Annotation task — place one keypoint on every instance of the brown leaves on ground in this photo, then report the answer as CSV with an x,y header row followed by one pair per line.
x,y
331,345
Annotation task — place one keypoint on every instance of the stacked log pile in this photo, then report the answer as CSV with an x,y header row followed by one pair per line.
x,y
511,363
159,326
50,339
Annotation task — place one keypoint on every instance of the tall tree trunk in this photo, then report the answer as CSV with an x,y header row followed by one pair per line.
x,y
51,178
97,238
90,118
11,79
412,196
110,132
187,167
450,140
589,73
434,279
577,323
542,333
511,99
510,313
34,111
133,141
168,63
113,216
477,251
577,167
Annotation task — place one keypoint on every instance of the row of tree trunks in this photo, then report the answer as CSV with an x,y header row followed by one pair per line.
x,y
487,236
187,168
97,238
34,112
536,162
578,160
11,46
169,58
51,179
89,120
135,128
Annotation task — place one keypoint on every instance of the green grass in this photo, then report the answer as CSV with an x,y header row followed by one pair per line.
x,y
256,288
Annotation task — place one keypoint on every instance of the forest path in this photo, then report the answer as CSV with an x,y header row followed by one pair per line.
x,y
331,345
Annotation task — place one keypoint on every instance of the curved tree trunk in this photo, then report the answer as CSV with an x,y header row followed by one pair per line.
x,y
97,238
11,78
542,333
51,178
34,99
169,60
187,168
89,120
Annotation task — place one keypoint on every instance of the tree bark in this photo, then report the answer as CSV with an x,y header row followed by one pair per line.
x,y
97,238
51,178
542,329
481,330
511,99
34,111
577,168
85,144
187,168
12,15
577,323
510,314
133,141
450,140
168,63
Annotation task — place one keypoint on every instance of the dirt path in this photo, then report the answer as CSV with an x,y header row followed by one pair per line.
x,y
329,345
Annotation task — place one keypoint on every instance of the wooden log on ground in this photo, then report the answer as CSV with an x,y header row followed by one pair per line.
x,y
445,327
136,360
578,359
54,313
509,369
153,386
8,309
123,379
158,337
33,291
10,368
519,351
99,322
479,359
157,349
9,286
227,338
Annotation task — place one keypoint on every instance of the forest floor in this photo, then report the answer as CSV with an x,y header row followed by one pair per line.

» TO BE DONE
Please restate the data word for word, every record included.

» FULL OUTPUT
Annotation task — place one keypoint on every instance of the brown leaves on ground in this photo, then report the answer as CSV with an x,y header row followed by one pair per line.
x,y
331,345
Annotation task — place one keypoint on every instance of the stacked log pile in this photo, then report the answer as CSV with an x,y header row followed by one pair per line.
x,y
511,363
159,326
50,339
Annotation task — place one keypoint on every instance of the tall tree trunk in this photo, then report the answer as CSV with an x,y header row followed by one pair per line.
x,y
51,178
97,238
90,118
11,79
412,196
110,132
187,167
450,140
589,73
434,279
577,323
542,333
511,99
510,313
34,111
133,141
168,63
113,216
477,251
577,167
Annotation task — place one keypoint on every instance of the row of tree trunks in this photo, then report the answer as CSV with an x,y header row followed by one pair per line.
x,y
487,236
187,168
97,238
34,112
536,162
578,160
11,46
169,58
51,179
89,120
135,128
Annotation task — place one keypoint on every instance of the green grass in this photo, then report the answer as CSV with an x,y header row followed by one pair per line.
x,y
256,288
Annotation task — place one keypoint on every instance of the forest path in this photo, then report the answer as CSV with an x,y header row followed by one pair per line.
x,y
331,345
Annotation task — place one keypoint on every instance of the curved tree trunk in this photo, then report the answer as CSV with an x,y header row followed by one pair per line.
x,y
97,238
11,78
542,333
51,178
34,99
169,60
187,168
89,120
Annotation task — place one keypoint on every instance of the tree bark in this photo, then report the answer as CSV with an x,y header row followed by one pair per line.
x,y
97,238
51,178
542,329
481,330
511,99
34,111
577,168
85,144
187,168
12,15
577,323
510,314
133,141
450,140
168,63
Annotation task — place one keypoint on every instance of the dirt path in this photo, then report the answer as CSV with an x,y header row followed by one pair per line.
x,y
329,345
Annotation task — place one keypoint on every instance of the wooden log on ground in this photo, then report the answer as CSV with an x,y header row followed by one pair per line.
x,y
445,327
136,360
578,359
54,313
509,369
153,386
8,309
123,379
158,337
33,291
10,368
519,351
99,322
479,359
157,349
9,286
227,338
Annotation task — place one keypoint on every instance of the forest floor in this photo, then report the answer as CSV with an x,y header row followed by one pair per line.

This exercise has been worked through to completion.